- _페이지 발췌_
·····

Gemini가 설명을 기반으로 이미지를 생성합니다. 이 프로세스는 몇 초 정도 걸리지만 용량에 따라 상대적으로 느릴 수 있습니다.

Python

설치

pip install --upgrade google-genai

자세한 내용은 SDK 참고 문서를 참고하세요.

Vertex AI에서 생성형 AI SDK를 사용하도록 환경 변수를 설정합니다.

# Replace the `GOOGLE_CLOUD_PROJECT` and `GOOGLE_CLOUD_LOCATION` values
# with appropriate values for your project.
export GOOGLE_CLOUD_PROJECT=GOOGLE_CLOUD_PROJECT
export GOOGLE_CLOUD_LOCATION=global
export GOOGLE_GENAI_USE_VERTEXAI=True

from google import genai
from google.genai.types import GenerateContentConfig, Modality
from PIL import Image
from io import BytesIO

client = genai.Client()

response = client.models.generate_content(
    model="gemini-3-pro-image-preview",
    contents=("Generate an image of the Eiffel tower with fireworks in the background."),
    config=GenerateContentConfig(
        response_modalities=[Modality.TEXT, Modality.IMAGE],
    ),
)
for part in response.candidates[0].content.parts:
    if part.text:
        print(part.text)
    elif part.inline_data:
        image = Image.open(BytesIO((part.inline_data.data)))
        image.save("output_folder/example-image-eiffel-tower.png")

Node.js

설치

npm install @google/genai

자세한 내용은 SDK 참고 문서를 참고하세요.

Vertex AI에서 생성형 AI SDK를 사용하도록 환경 변수를 설정합니다.

# Replace the `GOOGLE_CLOUD_PROJECT` and `GOOGLE_CLOUD_LOCATION` values
# with appropriate values for your project.

·····

- _작업 목록_
A. 페이지 발췌에서 "export GOOGLE_CLOUD_PROJECT=GOOGLE_CLOUD_PROJECT"부터 "client = genai.Client()"까지(끝 부분 포함) 그대로 옮겨 적으세요.
B. 페이지 발췌에서 export 명령으로 값을 설정하는 환경 변수의 이름을 빠짐없이 나열하세요.
C. 페이지 발췌의 Python 코드에서 generate_content 호출의 model 값으로 지정된 모델 이름은 무엇입니까?
이 레코드는 과제를 푸는 데 쓰이지 않습니다.

데이터 소스에서 가져온 레코드
·····

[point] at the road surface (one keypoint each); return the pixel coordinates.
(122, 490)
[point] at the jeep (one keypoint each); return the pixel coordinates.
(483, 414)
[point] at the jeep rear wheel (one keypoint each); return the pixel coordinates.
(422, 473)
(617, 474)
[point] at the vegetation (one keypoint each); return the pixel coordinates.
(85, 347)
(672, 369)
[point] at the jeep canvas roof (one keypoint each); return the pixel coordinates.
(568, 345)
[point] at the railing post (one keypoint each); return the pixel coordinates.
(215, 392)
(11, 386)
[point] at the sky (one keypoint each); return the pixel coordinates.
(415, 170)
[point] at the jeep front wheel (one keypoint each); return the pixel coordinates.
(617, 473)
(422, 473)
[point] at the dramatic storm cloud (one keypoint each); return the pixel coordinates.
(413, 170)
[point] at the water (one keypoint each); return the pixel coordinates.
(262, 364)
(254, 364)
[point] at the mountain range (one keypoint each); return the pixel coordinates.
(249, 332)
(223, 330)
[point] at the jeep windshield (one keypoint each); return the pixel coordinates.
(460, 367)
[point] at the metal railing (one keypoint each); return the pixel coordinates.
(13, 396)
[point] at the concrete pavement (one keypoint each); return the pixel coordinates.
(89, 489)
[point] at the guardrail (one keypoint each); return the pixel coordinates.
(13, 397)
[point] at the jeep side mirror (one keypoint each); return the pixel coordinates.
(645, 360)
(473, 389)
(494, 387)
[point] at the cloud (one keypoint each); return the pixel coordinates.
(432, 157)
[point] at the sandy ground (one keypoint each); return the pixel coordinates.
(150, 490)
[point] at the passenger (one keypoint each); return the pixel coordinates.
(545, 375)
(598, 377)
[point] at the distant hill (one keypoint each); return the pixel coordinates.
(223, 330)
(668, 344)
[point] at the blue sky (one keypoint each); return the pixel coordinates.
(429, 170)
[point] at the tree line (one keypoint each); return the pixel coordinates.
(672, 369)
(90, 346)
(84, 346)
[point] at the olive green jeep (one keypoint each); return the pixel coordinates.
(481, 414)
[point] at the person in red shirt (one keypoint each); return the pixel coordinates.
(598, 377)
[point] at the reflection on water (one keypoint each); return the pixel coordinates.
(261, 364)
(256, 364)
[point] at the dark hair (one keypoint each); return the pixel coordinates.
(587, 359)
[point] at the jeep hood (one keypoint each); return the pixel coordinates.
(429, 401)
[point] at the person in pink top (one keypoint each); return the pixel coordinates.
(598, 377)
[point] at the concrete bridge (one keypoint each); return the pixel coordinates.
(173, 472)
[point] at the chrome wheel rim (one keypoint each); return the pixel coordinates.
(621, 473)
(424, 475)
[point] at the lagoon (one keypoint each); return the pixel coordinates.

·····

- _풀이 결과_
A.
export GOOGLE_CLOUD_PROJECT=GOOGLE_CLOUD_PROJECT
export GOOGLE_CLOUD_LOCATION=global
export GOOGLE_GENAI_USE_VERTEXAI=True

from google import genai
from google.genai.types import GenerateContentConfig, Modality
from PIL import Image
from io import BytesIO

client = genai.Client()

B. GOOGLE_CLOUD_PROJECT, GOOGLE_CLOUD_LOCATION, GOOGLE_GENAI_USE_VERTEXAI

C. gemini-3-pro-image-preview